**Task to carry out**
Write out each entry once more so that it matches the original exactly.

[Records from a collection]

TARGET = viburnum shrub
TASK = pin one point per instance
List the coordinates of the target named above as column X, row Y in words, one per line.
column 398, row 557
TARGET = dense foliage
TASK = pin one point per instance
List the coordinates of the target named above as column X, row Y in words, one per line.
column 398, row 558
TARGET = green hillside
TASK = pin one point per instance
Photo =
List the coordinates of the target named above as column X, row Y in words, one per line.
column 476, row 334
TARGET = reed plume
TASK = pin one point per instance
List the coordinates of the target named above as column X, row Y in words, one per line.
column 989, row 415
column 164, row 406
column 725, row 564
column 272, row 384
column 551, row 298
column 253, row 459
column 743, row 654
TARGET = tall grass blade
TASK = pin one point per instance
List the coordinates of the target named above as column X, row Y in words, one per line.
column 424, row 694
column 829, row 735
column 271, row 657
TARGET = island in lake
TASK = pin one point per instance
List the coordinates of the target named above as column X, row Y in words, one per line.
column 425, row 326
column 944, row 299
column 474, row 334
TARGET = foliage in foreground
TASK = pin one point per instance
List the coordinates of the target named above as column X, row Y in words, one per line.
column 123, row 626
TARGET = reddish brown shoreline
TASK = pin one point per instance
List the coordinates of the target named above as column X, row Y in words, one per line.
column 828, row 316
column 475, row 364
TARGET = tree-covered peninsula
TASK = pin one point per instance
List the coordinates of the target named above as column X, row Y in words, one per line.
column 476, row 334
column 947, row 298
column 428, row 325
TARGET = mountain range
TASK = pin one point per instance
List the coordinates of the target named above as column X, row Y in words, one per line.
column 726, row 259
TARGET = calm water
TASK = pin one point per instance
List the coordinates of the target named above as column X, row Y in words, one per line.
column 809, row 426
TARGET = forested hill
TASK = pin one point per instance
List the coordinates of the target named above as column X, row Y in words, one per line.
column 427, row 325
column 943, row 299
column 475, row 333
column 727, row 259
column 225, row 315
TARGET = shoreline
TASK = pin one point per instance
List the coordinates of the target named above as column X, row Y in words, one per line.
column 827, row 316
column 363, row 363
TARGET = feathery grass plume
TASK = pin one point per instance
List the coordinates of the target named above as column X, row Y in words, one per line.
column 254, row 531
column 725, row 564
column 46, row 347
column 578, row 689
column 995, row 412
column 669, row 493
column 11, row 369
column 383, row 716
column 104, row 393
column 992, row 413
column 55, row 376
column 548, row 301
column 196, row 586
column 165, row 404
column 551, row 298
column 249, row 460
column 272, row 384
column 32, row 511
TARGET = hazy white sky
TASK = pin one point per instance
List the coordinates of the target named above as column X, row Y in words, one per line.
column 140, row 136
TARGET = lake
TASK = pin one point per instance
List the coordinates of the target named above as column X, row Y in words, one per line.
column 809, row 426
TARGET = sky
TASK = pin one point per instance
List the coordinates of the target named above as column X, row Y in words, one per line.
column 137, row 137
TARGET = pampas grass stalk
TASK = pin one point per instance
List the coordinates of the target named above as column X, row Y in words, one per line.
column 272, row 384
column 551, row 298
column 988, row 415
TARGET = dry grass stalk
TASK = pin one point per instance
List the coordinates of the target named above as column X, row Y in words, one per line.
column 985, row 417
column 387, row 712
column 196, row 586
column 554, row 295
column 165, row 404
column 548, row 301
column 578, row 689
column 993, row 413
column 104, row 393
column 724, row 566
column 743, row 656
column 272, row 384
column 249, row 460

**Solution for this task**
TARGET = viburnum shrub
TASK = pin one point per instance
List the coordinates of the target named above as column X, row Y in words, one per line.
column 398, row 557
TARGET = dense foliage
TASK = pin one point per instance
List the coordinates of the target named above as column X, row Y in words, one per line.
column 398, row 558
TARGET = green hillside
TASK = pin one point per instance
Photo =
List the coordinates of the target named above as column X, row Y in words, one per line.
column 476, row 334
TARGET = reed plume
TASK = pin one point per instance
List the coordinates of the target named above as column X, row Y in words, one per line.
column 989, row 415
column 164, row 406
column 725, row 564
column 272, row 384
column 551, row 298
column 253, row 459
column 743, row 654
TARGET = tall grass blade
TASK = pin one point per instance
List the coordinates of the target named above as column X, row Y in words, one per line.
column 424, row 694
column 829, row 735
column 271, row 657
TARGET = island in lake
TASK = pin one point per instance
List the coordinates of the target named above as column X, row Y in words, one per line.
column 425, row 326
column 944, row 299
column 474, row 334
TARGET = foliage in foreground
TASK = pin one point per instance
List the coordinates of the target named above as column X, row Y in words, one per line.
column 123, row 626
TARGET = reddish brown shoreline
TASK = pin one point per instance
List the coordinates of the target named above as column X, row Y in words, one per line.
column 828, row 316
column 475, row 364
TARGET = tree-covered peninsula
TASK = pin one point per instance
List the coordinates of the target named above as column X, row Y in words, one per line.
column 476, row 334
column 947, row 298
column 428, row 325
TARGET = mountain range
TASK = pin one point per instance
List the coordinates of the target named above as column X, row Y in words, one per line.
column 726, row 259
TARGET = calm water
TASK = pin one point per instance
List the coordinates of the target named above as column X, row Y in words, one per line.
column 809, row 426
TARGET = forested hill
TASK = pin one point per instance
List the coordinates of the target named above as column X, row Y in words, one per line.
column 427, row 325
column 943, row 299
column 475, row 333
column 727, row 259
column 225, row 315
TARGET = shoreline
TASK = pin one point per instance
List the coordinates of the target named above as column X, row Y in words, one per line.
column 827, row 316
column 363, row 363
TARGET = feathery grass plume
TASK = pin one point per instance
List the coordinates of the target named above as column X, row Y in words, one per line.
column 254, row 531
column 725, row 564
column 46, row 347
column 578, row 689
column 995, row 412
column 669, row 493
column 11, row 369
column 383, row 716
column 104, row 393
column 992, row 413
column 55, row 376
column 548, row 301
column 196, row 586
column 165, row 404
column 551, row 298
column 249, row 460
column 272, row 384
column 32, row 511
TARGET = hazy white sky
TASK = pin one point per instance
List the coordinates of the target named above as column X, row Y in words, one per line.
column 140, row 136
TARGET = lake
TASK = pin one point per instance
List the coordinates of the target named above as column X, row Y in words, one per line.
column 809, row 426
TARGET = sky
TASK = pin one point per instance
List the coordinates of the target named above as column X, row Y in words, one per line.
column 137, row 137
TARGET = pampas grass stalk
TASK = pin one point per instance
List the coordinates of the target named above as column X, row Y in words, one per line.
column 272, row 384
column 551, row 298
column 988, row 415
TARGET = dry grass stalk
TASK = pin one point per instance
List the coordinates of the target named above as column X, row Y in words, one per line.
column 985, row 417
column 387, row 712
column 196, row 586
column 554, row 295
column 165, row 404
column 548, row 301
column 578, row 689
column 993, row 413
column 104, row 393
column 724, row 566
column 743, row 656
column 272, row 384
column 249, row 460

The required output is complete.